[Task goal] Can you reproduce the material below verbatim, leaving the pictures out?

[Position labeling records]
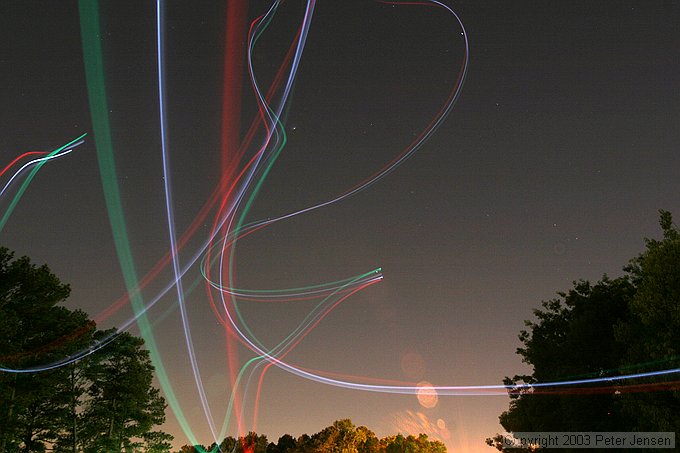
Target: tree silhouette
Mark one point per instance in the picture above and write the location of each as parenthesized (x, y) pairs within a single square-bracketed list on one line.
[(622, 326), (103, 401)]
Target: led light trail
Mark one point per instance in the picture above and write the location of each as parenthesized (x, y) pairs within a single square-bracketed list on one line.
[(244, 170)]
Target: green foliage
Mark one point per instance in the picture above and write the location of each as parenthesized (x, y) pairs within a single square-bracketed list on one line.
[(69, 408), (341, 437), (622, 326)]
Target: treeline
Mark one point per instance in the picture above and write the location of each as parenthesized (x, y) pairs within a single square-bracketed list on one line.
[(341, 437), (103, 402), (616, 327)]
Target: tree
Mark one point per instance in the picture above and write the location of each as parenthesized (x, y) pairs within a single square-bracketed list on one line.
[(653, 334), (122, 406), (52, 399), (36, 333), (622, 326)]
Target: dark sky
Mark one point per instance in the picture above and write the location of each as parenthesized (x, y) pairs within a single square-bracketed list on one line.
[(551, 167)]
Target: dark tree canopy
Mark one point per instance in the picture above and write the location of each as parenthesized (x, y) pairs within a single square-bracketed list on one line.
[(102, 402), (340, 437), (616, 327)]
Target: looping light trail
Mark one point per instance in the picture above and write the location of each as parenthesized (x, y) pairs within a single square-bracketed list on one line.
[(245, 168)]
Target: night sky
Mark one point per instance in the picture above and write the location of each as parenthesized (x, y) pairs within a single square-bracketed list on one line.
[(551, 167)]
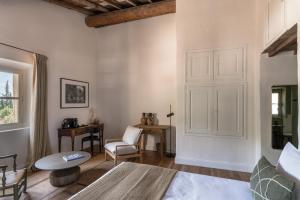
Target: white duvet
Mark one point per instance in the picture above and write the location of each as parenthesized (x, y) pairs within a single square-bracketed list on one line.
[(188, 186)]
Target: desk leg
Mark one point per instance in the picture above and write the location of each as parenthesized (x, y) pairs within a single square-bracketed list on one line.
[(143, 142), (59, 144), (73, 140), (92, 142), (162, 145)]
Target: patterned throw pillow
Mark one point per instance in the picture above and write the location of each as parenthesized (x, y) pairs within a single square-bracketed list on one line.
[(267, 184)]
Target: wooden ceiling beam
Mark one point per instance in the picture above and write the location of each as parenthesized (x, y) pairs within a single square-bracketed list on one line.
[(286, 42), (132, 14), (87, 5), (127, 1), (71, 6)]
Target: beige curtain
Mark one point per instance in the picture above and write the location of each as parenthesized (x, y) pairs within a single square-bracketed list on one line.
[(39, 137)]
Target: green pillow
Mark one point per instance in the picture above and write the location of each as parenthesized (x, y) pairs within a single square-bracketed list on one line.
[(267, 184)]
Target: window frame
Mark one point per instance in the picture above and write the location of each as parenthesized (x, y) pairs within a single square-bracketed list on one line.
[(280, 93), (21, 84)]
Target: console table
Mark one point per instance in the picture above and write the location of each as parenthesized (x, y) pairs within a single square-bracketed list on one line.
[(160, 130), (73, 132)]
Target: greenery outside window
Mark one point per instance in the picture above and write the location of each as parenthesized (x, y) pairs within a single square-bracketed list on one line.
[(10, 100)]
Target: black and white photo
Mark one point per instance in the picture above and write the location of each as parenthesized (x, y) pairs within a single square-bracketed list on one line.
[(74, 94)]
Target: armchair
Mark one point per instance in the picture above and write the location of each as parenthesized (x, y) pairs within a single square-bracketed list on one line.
[(127, 147), (12, 183)]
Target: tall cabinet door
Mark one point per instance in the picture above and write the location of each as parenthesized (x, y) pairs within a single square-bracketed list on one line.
[(199, 110), (275, 19), (229, 108)]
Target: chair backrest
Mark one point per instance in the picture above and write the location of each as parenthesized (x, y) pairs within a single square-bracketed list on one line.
[(132, 135)]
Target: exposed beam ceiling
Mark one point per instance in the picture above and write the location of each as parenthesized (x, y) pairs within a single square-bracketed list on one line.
[(131, 14), (286, 42), (108, 12)]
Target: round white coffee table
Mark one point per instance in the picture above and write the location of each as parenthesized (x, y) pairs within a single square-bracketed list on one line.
[(63, 172)]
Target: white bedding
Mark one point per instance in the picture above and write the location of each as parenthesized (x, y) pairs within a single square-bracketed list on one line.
[(188, 186)]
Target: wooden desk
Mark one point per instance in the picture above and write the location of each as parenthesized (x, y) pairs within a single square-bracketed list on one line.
[(160, 130), (73, 132)]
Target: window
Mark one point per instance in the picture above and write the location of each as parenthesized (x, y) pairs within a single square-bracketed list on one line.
[(275, 103), (9, 99)]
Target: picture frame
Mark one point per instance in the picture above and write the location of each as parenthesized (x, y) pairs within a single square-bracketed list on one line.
[(73, 93)]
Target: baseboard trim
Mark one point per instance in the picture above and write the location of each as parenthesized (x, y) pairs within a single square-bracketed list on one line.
[(214, 164)]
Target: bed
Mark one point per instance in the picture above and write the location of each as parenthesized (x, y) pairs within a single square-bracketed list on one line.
[(138, 181)]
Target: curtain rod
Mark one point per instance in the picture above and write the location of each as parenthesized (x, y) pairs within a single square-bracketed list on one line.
[(17, 48)]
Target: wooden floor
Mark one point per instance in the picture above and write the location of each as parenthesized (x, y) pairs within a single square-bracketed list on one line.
[(39, 186)]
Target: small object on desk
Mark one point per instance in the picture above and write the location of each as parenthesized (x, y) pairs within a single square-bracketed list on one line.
[(144, 119), (70, 123), (150, 119), (154, 130), (71, 157)]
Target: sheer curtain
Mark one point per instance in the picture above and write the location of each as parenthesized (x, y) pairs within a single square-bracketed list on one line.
[(39, 137)]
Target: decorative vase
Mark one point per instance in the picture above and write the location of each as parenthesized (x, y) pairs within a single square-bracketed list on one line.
[(150, 119), (144, 119)]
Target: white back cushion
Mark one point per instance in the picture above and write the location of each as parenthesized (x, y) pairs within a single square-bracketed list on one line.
[(132, 135), (289, 165)]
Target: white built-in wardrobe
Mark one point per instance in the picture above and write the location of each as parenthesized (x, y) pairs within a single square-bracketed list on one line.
[(215, 92)]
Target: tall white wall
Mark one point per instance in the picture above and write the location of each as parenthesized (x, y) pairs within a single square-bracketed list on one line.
[(63, 37), (208, 24), (136, 73)]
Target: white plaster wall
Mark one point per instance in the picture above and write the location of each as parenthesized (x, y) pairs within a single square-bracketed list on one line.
[(136, 73), (207, 24), (278, 70), (70, 45)]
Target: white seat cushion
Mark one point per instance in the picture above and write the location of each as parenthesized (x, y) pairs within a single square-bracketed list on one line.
[(121, 150), (132, 135), (289, 165)]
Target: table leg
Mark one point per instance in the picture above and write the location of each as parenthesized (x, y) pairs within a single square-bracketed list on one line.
[(73, 140), (143, 142), (59, 144), (161, 145), (92, 142)]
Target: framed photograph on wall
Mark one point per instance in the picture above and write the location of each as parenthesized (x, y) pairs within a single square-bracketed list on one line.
[(74, 94)]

[Answer for this exercise]
Target: tree silhouette
Mark one point per instance in the picture above and write the location of each as parenthesized (x, y) pairs within a single square-bracketed list on one line.
[(622, 326), (103, 401)]
Target: led light trail
Mark one point per instance in the picture above and write the location of each as parenthesized (x, y) pairs within a single square-bracketed list on one line.
[(244, 170)]
Target: green foliage
Mark one point per instance in the picture above and write the location of each as parenthesized (x, y) pairs within a single square-bracketed list on one line.
[(69, 408), (341, 437), (622, 326)]
Target: treeline
Mark one point per instance in the picture above and write the location of each as parenthesized (x, y) pairs within a single square-bracketed list on one line.
[(341, 437), (103, 402), (616, 327)]
Target: tree
Mark one point per instance in the picture above and write the location of each as parenthesized (x, y) pairs within a single square-bracketed list on one line.
[(653, 334), (122, 406), (52, 399), (36, 333), (622, 326)]
Target: dark sky
Mark one point per instance in the picture above and write the location of each as parenthesized (x, y) pairs within a single square-bracketed list on one line.
[(551, 167)]
Target: dark tree canopy
Mark one point per instance in the picture above and write the location of each as parenthesized (x, y) pairs within a single square-bracketed list on one line.
[(102, 402), (340, 437), (616, 327)]
Target: looping light trail
Mark one point per instance in the picture above and write the location of each as parenthesized (x, y) pairs within a single square-bracketed list on one line.
[(245, 168)]
Target: night sky
Mark one point per instance in the picture above and write the location of each as parenthesized (x, y) pairs within a single square-bracketed list on one line.
[(551, 167)]
Target: white duvet
Mark one point per instance in the picture above and write the location of each as parenthesized (x, y) pairs within a single square-bracketed list on one line.
[(188, 186)]
Target: desk leg
Mark one point per instance in the picture above and write the location of each as parenthesized (x, y) pairs within a single square-bracketed list on one line.
[(143, 142), (59, 144), (73, 140), (92, 142), (162, 145)]
Target: patterned throw pillow
Mark one point per instance in the picture above and write the location of each as parenthesized (x, y) pairs within a single square-bracketed list on one line.
[(267, 184)]
Target: wooden ceiling beam
Mark one point per instance in the picture above and write the location of each as parenthesized (x, y) pairs within a single square-bracketed list on one line.
[(286, 42), (132, 14), (87, 5), (127, 1), (71, 6)]
Target: beige curtain
Mark one point per instance in the picture above and write the location of each as parenthesized (x, y) pairs within a single square-bracketed list on one line.
[(39, 137)]
Target: green pillow
Mark one point per instance in the picture above and write the location of each as parenthesized (x, y) pairs within a single square-bracketed list on one line.
[(267, 184)]
Target: window frame
Mark one point per instance in the picture above and write the location of each as parenthesized (x, y) pairs within a single square-bracketed list on one line.
[(280, 93), (21, 84)]
Target: console table
Mark one point per instance in the picture above and write the location of each as parenthesized (x, y) pairs within a single square-bracketed list on one line.
[(160, 130), (73, 132)]
Target: greenery outside window
Mark one point per instance in the picture above and write the location of each as parenthesized (x, y) pairs within a single square-bracketed list on one line.
[(10, 100)]
Target: black and white photo
Mark one point per instance in the picture above and write the location of each as parenthesized (x, y) pairs within a single square-bracketed list on one line.
[(74, 94)]
Target: armchair
Mark one point per instance in the picture above and write the location of each as parenthesized (x, y) pairs within a single square-bracketed list on one line.
[(127, 147), (12, 183)]
Target: tall cabinet door
Mark one point per instance in the picture above and write the location of each as parenthesized (x, y) pairs within a single square-bracketed list on one line.
[(199, 110), (275, 19), (229, 108)]
Target: chair backrest
Mark one point per instance in the picture above and write the location of each as parenthesized (x, y) pairs within a single square-bracketed list on one line.
[(132, 135)]
Target: exposed beam ceiling
Mark one point per instance in the picture above and write the location of each as parenthesized (x, y) pairs within a single square-bracketed list on one line.
[(131, 14), (286, 42), (108, 12)]
Target: round white coffee table
Mark one point per instance in the picture above and write the location of each as parenthesized (x, y) pairs within a single square-bracketed list on one line.
[(63, 172)]
Target: white bedding
Mark one point per instance in the picture above and write the location of each as parenthesized (x, y) pairs within a single square-bracketed list on one line.
[(188, 186)]
Target: wooden desk
Mark one point per instance in the picture above and write the location of each as parenthesized (x, y) pairs within a single square-bracketed list on one line.
[(160, 130), (73, 132)]
Target: window
Mark one point per instance in the picture above and write the location of each as parenthesized (x, y) pairs within a single square-bracketed list on one line.
[(275, 103), (9, 99)]
Target: picture frame
Mark one point per instance in the picture above and write the location of each as parenthesized (x, y) pairs within a single square-bracketed list on one line.
[(73, 93)]
Target: baseboard trim
Mark one point per instance in the picture above and write the location of each as parenthesized (x, y) pairs within a single square-bracketed list on one line.
[(214, 164)]
Target: bed
Mark one point per instance in the picture above and write the location of each as parenthesized (x, y) pairs within a single square-bracketed list on one line.
[(138, 181)]
Target: curtain rod
Mark one point per instance in the picture above and write the location of each as parenthesized (x, y) pairs within a single square-bracketed list on one line.
[(17, 48)]
Target: wooden floor
Mark one point per instance in the picture above and write the location of each as parenthesized (x, y) pairs within a single square-bracketed list on one line.
[(39, 186)]
Target: small object on desk
Mark one point per instance in the picture above and write the location of each as parenthesized (x, y) pairs within a single square-bracketed list on one line.
[(144, 119), (70, 123), (150, 119), (154, 130), (71, 157)]
Target: sheer curtain
Mark one point per instance in the picture above and write the location of each as parenthesized (x, y) pairs within a single square-bracketed list on one line.
[(39, 137)]
Target: decorative vase
Mark one point per instance in the picture above and write the location of each as parenthesized (x, y) pairs within a single square-bracketed list on one line.
[(150, 119), (144, 119)]
Target: white back cushion
Mark one point per instance in the picture above and write the location of each as parenthesized (x, y) pairs within a single square-bracketed list on one line.
[(132, 135), (289, 165)]
Target: white built-in wardrobe
Mark one point per instance in the picture above and write the location of each as parenthesized (x, y) pairs within a single square-bracketed list on one line.
[(215, 92)]
Target: tall white wall
Mark one point per instance in the picture above and write the location of each as parenthesized (x, y) pairs within a single square-bracketed list on one line.
[(63, 37), (208, 24), (136, 73)]
Target: white plaster wall
Mark one point per instance in the picture above and write the location of each as parenthesized (x, y) pairs within a single square-bracketed list on one line.
[(136, 73), (207, 24), (278, 70), (70, 45)]
Target: white seat cushion
Mark one point per instance in the picture above and write the location of each as parenthesized (x, y) pairs within a single square-bracketed list on one line.
[(121, 150), (132, 135), (289, 165)]
Target: table leg
Mark one point per instance in the picture above and write the location of each as parenthesized (x, y) pairs within a single square-bracketed list on one line.
[(73, 140), (143, 142), (59, 144), (161, 145), (92, 142)]
Target: framed photograph on wall
Mark one point per instance in the picture above and write the location of each as parenthesized (x, y) pairs within a single square-bracketed list on one line.
[(74, 94)]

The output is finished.